TASK STATEMENT: Could you reproduce the stretch of the listing from the line containing "# test: identify the chopped" through the end, line for line, with every coordinate value in the answers shifted up by 141?

PROVIDED MATERIAL:
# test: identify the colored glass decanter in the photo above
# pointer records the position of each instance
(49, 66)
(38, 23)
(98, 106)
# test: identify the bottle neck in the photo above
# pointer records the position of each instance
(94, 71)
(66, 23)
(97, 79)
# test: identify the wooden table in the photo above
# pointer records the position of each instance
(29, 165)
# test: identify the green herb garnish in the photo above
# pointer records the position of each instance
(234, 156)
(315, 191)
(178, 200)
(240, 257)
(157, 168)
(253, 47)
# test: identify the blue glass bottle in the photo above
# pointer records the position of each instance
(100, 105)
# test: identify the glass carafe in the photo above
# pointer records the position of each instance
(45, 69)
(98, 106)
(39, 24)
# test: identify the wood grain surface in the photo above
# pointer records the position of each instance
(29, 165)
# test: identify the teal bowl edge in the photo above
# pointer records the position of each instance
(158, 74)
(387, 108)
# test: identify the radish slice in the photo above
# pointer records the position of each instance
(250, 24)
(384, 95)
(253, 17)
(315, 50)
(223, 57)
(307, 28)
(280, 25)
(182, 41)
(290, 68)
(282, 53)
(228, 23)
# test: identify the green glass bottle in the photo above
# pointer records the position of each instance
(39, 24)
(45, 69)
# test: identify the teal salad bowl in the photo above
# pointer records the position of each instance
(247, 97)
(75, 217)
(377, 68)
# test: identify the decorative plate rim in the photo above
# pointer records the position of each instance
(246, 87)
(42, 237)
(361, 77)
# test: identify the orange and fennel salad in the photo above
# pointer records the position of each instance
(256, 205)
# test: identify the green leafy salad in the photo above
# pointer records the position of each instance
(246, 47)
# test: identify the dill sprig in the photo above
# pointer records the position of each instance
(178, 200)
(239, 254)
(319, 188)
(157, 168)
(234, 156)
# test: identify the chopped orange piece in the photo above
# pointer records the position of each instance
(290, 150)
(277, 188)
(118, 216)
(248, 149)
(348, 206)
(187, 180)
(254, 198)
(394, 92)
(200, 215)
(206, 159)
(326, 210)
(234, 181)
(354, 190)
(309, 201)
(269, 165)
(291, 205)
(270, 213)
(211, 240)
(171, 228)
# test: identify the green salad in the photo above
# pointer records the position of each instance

FULL RESPONSE:
# test: identify the chopped orange piece in the photo above
# pointer records the position of each instance
(431, 291)
(418, 329)
(259, 357)
(389, 290)
(489, 347)
(328, 321)
(395, 339)
(535, 233)
(341, 356)
(347, 300)
(467, 351)
(375, 322)
(495, 331)
(450, 342)
(410, 306)
(432, 346)
(411, 354)
(352, 381)
(312, 369)
# test: identify the green salad in the photo above
# pointer records the position of each instance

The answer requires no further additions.